*TASK REQUIREMENTS*:
Pull out each line of the listing below that contains the string "pipe", matching case exactly.

↓

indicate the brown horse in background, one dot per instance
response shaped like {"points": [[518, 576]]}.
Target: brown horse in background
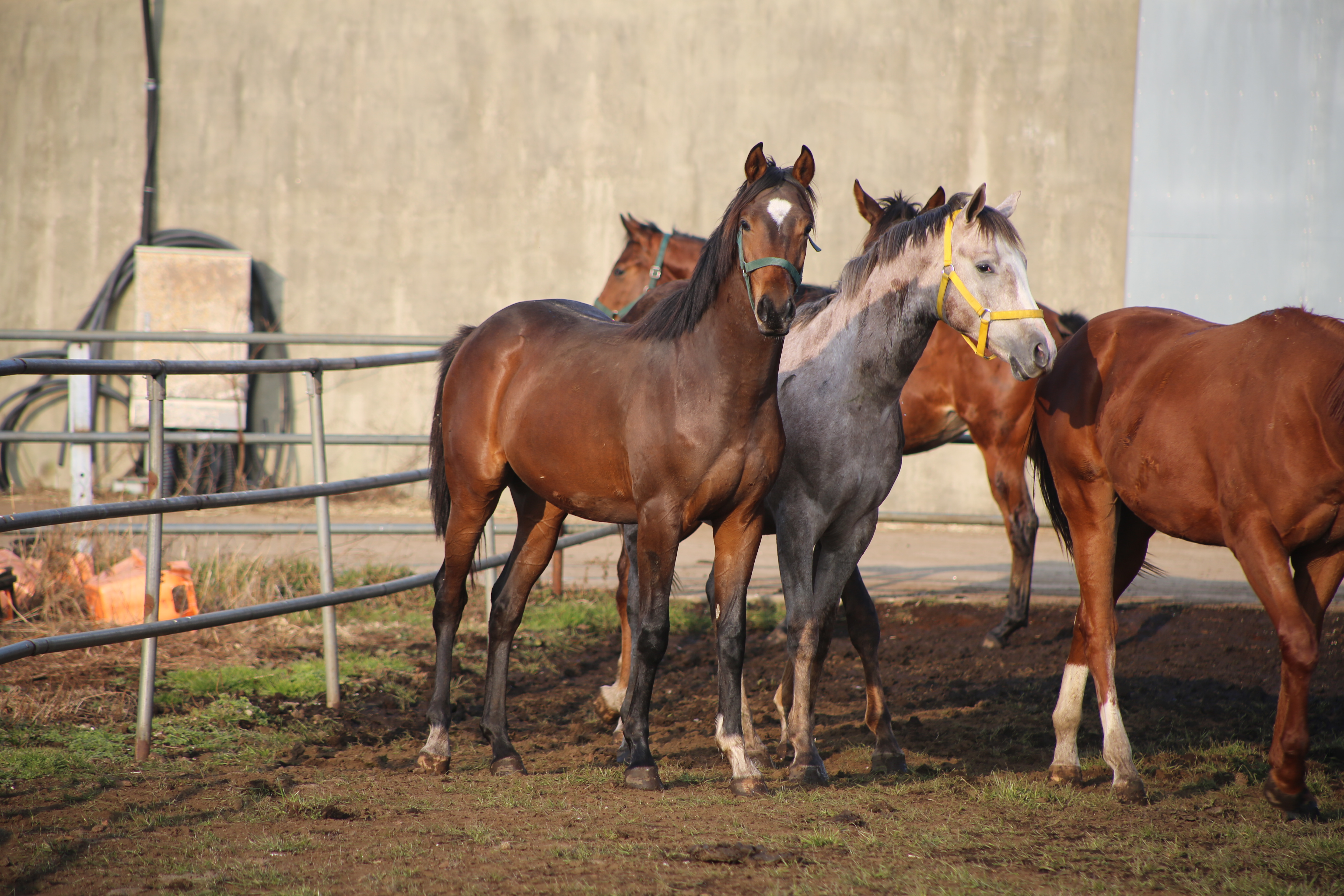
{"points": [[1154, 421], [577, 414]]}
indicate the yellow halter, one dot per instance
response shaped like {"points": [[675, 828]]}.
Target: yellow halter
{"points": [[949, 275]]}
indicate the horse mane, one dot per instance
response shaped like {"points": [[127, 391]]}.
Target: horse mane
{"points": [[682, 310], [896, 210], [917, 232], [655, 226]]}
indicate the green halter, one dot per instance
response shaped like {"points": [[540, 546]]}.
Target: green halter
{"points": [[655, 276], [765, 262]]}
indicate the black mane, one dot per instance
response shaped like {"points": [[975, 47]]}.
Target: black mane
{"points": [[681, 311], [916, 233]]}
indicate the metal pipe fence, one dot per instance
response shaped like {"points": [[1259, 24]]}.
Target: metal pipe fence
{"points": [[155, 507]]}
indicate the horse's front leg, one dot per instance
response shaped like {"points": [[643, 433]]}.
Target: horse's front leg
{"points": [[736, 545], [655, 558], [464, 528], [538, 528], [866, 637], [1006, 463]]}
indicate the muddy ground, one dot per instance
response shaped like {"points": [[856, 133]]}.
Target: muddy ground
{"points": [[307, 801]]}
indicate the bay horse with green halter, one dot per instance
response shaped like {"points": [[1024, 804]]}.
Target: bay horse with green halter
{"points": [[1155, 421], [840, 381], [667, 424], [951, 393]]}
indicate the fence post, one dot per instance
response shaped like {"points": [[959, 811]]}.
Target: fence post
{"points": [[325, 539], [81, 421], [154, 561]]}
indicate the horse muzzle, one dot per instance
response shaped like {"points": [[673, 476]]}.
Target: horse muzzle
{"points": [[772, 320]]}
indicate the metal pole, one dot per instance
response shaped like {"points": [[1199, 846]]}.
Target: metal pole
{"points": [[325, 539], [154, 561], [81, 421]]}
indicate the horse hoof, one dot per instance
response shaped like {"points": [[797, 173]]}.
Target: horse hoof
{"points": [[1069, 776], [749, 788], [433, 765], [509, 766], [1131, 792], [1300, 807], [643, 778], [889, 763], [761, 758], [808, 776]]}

↑
↓

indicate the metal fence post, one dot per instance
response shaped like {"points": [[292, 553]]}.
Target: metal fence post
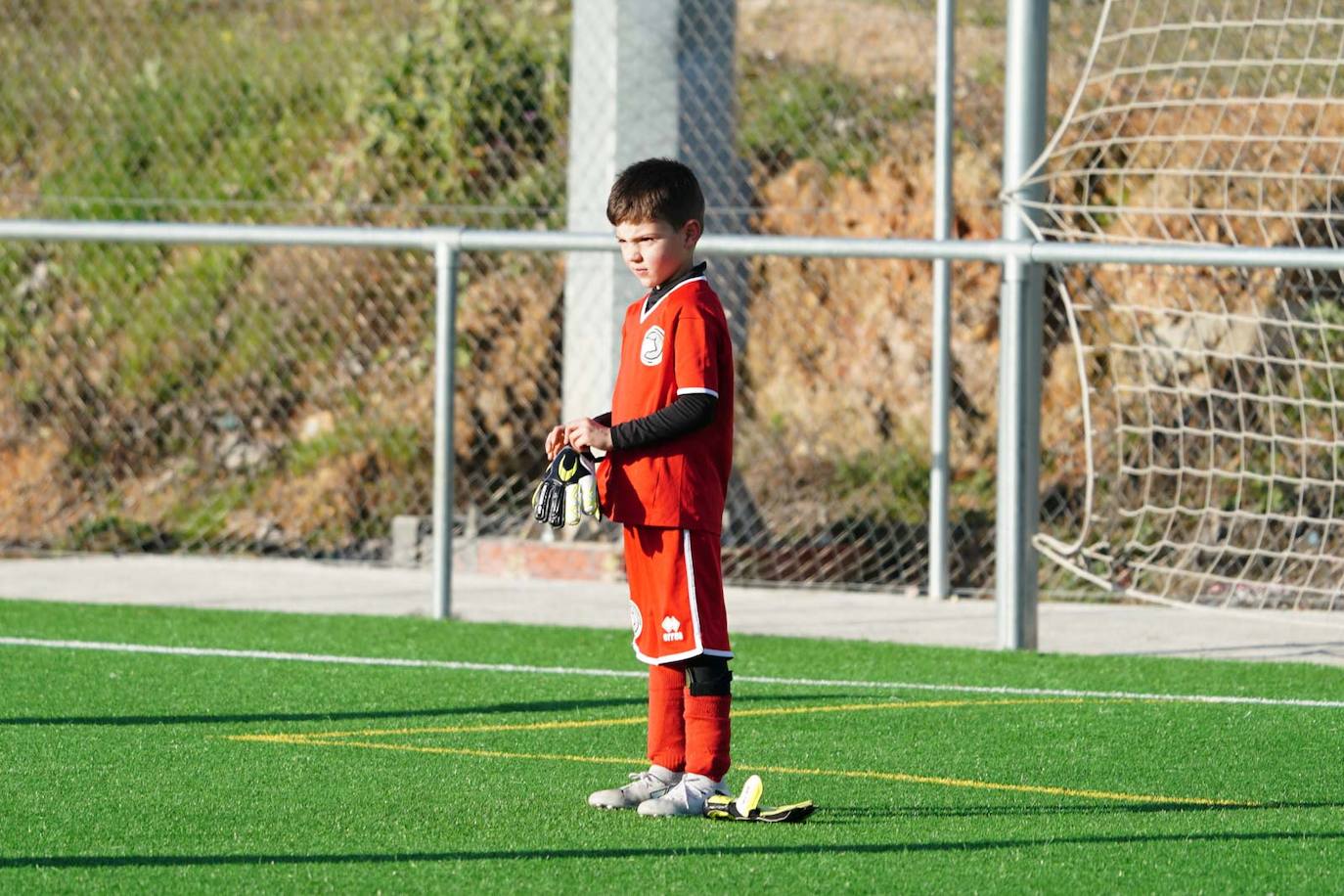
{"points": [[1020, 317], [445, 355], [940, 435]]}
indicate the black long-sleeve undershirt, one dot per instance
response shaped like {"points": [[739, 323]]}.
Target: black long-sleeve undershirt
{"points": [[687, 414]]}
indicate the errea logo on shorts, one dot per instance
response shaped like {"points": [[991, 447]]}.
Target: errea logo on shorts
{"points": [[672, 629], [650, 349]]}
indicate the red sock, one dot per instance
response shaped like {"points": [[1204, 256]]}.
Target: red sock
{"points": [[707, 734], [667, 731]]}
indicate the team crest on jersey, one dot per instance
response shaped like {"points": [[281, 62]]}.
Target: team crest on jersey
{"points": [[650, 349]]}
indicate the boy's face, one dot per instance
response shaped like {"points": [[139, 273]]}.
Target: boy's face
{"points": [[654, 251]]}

↑

*SOLUTION TO THIS PROBLEM*:
indicate the metal pipe fence, one dot per instance
Target: metal pipe fence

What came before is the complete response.